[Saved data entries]
________________________________________
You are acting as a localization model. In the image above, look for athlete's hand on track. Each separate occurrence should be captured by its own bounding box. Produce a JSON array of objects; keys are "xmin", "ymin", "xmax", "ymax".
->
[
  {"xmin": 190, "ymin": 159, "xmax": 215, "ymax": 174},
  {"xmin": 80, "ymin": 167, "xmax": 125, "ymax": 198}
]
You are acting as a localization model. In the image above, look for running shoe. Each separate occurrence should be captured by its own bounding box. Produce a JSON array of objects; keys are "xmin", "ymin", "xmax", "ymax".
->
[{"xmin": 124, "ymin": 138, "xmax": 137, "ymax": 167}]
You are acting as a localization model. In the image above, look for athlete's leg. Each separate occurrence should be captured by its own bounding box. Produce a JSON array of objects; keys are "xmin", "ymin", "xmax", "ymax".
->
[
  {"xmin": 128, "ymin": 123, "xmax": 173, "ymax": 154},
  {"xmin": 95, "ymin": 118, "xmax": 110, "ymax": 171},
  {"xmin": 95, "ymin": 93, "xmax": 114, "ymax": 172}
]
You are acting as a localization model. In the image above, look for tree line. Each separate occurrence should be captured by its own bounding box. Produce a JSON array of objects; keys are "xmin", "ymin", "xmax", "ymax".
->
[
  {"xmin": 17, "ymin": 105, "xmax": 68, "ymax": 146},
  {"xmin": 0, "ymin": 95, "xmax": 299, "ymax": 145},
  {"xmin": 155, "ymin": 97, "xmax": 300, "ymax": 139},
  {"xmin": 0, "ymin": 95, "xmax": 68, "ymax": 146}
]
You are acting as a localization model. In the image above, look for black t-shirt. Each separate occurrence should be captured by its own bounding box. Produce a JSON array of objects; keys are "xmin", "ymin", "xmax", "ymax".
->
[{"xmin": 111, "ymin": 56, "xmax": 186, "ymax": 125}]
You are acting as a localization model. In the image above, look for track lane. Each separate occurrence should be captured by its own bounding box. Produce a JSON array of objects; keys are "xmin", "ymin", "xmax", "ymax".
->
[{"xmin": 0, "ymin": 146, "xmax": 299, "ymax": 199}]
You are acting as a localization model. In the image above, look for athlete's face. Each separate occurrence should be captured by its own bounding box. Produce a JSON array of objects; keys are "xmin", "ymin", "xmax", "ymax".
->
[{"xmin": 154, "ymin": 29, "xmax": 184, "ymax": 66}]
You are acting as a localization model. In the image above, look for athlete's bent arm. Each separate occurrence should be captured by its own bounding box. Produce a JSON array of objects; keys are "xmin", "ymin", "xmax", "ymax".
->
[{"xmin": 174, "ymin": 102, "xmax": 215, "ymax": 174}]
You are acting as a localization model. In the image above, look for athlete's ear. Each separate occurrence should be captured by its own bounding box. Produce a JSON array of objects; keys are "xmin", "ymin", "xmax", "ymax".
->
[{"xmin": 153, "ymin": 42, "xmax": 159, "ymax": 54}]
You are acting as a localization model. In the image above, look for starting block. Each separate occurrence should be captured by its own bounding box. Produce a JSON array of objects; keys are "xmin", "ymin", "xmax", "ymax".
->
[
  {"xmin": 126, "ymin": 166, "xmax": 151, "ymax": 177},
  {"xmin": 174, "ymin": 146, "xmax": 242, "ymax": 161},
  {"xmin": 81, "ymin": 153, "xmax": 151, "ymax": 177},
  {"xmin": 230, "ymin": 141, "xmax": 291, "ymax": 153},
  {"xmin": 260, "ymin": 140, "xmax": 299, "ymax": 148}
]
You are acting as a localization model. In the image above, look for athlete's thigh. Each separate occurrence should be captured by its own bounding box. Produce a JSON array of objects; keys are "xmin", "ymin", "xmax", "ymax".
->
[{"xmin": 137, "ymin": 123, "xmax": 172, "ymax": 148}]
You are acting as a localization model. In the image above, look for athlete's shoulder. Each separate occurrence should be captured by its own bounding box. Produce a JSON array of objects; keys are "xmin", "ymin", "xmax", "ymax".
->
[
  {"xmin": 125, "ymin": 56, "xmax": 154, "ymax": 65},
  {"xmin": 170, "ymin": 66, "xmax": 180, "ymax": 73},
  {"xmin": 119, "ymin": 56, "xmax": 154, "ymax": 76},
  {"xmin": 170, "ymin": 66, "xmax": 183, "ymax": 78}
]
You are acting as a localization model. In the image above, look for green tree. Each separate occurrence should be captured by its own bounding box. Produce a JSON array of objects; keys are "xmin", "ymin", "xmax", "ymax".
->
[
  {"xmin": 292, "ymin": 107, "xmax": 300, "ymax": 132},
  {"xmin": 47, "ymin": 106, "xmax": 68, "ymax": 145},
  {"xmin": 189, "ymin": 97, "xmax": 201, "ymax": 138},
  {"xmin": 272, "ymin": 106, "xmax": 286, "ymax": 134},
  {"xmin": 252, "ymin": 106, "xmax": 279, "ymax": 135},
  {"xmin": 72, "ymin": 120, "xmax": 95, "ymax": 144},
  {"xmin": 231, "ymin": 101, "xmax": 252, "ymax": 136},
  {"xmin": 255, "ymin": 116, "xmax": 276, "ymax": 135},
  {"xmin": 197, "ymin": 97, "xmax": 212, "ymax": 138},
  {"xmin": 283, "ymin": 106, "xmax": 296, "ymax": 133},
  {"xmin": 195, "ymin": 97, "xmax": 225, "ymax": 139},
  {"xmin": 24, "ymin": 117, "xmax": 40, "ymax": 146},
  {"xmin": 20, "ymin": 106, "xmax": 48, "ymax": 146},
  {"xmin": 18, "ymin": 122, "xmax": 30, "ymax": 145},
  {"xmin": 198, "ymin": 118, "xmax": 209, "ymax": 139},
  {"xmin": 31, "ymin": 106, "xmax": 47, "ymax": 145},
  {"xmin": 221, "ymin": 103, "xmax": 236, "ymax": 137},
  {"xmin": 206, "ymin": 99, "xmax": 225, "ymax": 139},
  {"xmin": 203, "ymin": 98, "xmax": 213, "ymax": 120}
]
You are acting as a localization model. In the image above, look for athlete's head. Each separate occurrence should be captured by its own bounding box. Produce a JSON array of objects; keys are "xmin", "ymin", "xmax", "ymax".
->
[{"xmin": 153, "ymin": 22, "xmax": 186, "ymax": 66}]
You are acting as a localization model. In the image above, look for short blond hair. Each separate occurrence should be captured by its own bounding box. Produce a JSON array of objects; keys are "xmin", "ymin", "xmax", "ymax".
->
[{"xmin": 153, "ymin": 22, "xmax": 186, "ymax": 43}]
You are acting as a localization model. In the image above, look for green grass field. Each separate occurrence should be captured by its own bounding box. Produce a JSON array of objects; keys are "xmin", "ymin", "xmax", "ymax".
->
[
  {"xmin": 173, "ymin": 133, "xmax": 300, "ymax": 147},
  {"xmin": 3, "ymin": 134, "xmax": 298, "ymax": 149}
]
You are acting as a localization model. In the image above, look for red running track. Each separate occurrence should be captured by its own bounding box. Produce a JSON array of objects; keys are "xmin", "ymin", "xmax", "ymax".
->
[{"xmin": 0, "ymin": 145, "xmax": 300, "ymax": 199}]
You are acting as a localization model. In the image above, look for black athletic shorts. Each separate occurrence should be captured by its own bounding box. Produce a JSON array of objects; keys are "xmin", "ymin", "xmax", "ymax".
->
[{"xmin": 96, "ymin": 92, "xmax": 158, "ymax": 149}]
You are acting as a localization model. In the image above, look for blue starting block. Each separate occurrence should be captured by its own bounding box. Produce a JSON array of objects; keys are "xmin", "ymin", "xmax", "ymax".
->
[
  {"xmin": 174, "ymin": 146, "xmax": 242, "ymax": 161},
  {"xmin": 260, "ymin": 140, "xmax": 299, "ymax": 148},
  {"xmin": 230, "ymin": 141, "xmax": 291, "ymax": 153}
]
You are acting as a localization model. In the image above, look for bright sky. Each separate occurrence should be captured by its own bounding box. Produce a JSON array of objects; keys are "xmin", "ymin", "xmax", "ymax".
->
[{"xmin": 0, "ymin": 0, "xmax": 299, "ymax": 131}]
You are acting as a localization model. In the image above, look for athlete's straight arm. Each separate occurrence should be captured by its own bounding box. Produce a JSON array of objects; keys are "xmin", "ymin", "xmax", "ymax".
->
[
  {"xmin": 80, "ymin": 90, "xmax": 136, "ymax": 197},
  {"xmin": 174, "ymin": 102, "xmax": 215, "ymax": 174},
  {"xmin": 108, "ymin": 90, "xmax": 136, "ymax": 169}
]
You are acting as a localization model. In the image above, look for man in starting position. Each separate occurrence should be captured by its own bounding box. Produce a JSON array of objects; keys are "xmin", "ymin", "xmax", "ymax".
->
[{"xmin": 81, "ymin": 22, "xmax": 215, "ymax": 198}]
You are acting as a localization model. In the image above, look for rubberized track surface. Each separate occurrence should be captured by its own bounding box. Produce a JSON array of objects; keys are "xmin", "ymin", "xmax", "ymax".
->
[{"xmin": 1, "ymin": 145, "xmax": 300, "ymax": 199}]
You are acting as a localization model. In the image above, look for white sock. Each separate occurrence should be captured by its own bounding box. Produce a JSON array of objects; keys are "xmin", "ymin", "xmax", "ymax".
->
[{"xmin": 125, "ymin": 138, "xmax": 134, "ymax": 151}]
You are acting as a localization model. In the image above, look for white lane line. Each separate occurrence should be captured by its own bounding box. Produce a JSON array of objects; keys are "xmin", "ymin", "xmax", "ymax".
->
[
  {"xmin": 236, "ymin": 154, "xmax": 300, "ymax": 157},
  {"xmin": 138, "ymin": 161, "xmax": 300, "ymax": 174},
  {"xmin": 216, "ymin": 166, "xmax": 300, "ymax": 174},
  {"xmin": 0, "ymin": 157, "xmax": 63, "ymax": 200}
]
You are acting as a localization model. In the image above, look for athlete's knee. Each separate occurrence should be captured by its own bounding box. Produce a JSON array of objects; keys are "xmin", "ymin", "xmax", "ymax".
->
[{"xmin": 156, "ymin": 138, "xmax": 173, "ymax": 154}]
________________________________________
# Task prompt:
Scan the records above for the string "tree", then report every line that contains it.

# Answer space:
You are acting as a localization model. In the image above, look for tree line. Each separate occurrence should be captured by its own bounding box. Produce a JSON array of objects; keys are "xmin", "ymin", "xmax", "ymax".
You are acting as a localization model. In the image above, look for green tree. Each separate occurrence should be captured by its own bounding box. Produce a JSON array of objects; keys are "xmin", "ymin", "xmax", "ymax".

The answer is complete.